(Entries supplied Opens)

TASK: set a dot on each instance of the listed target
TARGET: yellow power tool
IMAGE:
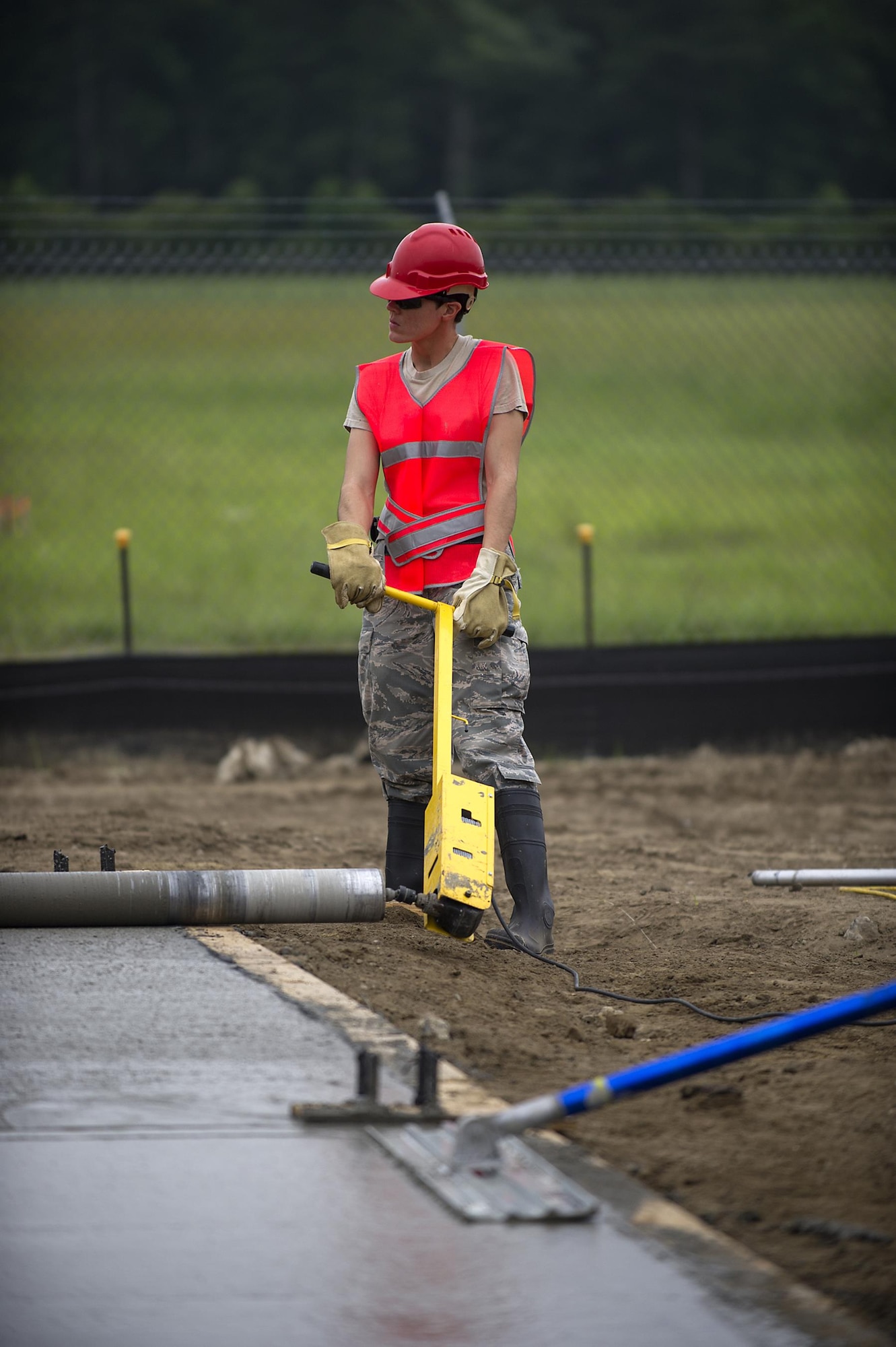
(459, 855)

(Entries supplied Closes)
(Entries supplied Opens)

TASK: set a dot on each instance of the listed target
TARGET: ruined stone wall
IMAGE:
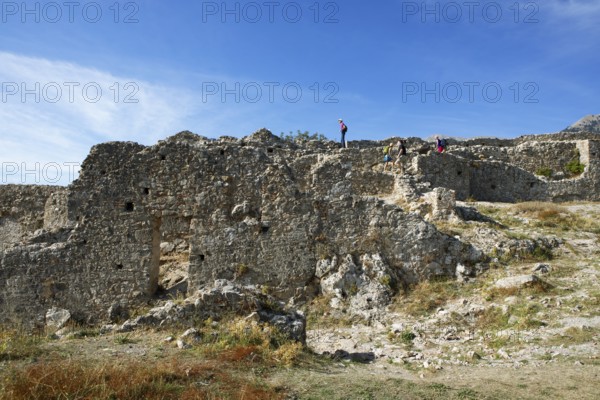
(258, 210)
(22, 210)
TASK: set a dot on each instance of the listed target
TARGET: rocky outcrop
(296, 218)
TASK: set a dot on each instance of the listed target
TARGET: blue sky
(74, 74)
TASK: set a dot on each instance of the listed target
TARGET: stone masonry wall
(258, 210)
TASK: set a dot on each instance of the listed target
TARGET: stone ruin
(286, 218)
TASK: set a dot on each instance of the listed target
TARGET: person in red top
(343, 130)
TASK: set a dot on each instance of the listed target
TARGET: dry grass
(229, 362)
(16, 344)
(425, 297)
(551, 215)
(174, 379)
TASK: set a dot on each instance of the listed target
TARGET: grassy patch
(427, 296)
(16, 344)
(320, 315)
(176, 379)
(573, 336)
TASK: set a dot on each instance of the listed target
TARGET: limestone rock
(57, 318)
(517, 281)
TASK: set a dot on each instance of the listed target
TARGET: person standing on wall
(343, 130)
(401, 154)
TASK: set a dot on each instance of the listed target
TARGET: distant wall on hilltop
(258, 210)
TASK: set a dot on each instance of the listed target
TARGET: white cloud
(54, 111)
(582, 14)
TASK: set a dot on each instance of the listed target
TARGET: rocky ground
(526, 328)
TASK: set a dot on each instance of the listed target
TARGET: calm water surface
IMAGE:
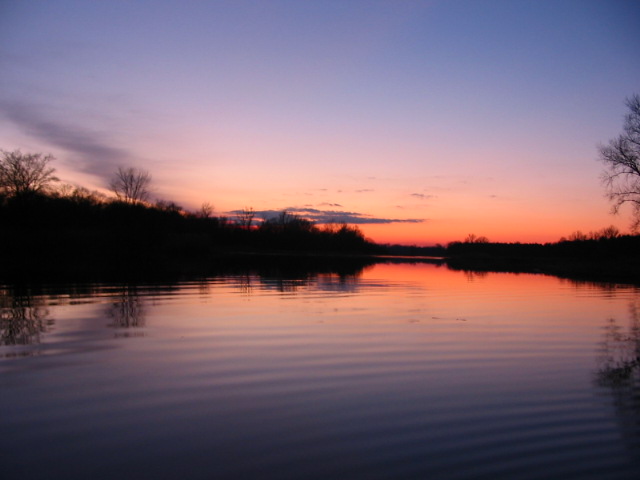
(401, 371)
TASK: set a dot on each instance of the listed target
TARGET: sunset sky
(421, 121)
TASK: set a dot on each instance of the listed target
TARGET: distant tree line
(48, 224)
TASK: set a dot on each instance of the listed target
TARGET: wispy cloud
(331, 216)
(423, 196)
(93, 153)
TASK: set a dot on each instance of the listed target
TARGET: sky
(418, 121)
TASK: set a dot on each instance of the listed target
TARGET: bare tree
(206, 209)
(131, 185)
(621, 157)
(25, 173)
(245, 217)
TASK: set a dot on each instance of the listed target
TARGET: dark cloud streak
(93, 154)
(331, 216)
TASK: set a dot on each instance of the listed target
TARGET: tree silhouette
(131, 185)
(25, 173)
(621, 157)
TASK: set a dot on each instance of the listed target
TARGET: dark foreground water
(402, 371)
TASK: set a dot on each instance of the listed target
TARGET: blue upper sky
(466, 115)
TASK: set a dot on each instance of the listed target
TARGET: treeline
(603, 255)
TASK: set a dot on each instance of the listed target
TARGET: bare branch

(Entries supplied Closes)
(Entries supplied Opens)

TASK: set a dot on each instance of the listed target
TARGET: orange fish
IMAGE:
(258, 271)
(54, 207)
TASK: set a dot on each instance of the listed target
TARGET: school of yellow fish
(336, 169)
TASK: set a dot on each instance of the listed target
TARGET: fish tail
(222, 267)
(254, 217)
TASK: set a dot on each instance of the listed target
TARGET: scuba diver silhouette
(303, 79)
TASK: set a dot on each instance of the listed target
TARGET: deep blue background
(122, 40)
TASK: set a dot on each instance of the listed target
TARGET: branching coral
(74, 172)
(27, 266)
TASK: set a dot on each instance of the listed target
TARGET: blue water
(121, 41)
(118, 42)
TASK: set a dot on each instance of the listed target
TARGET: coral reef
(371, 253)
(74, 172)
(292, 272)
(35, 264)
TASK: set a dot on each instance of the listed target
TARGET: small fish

(Entries supplied Closes)

The required answer is the run of lines above, starting at the line with "TARGET: blue water" and ending at the line with "TARGET: small fish", reproduced exactly with both ends.

Final answer |
TARGET: blue water
(121, 41)
(118, 42)
TASK: set a dot on each instance of the listed target
TARGET: coral reef
(371, 253)
(74, 172)
(292, 272)
(35, 264)
TASK: set a dot on each instance of the listed target
TARGET: small fish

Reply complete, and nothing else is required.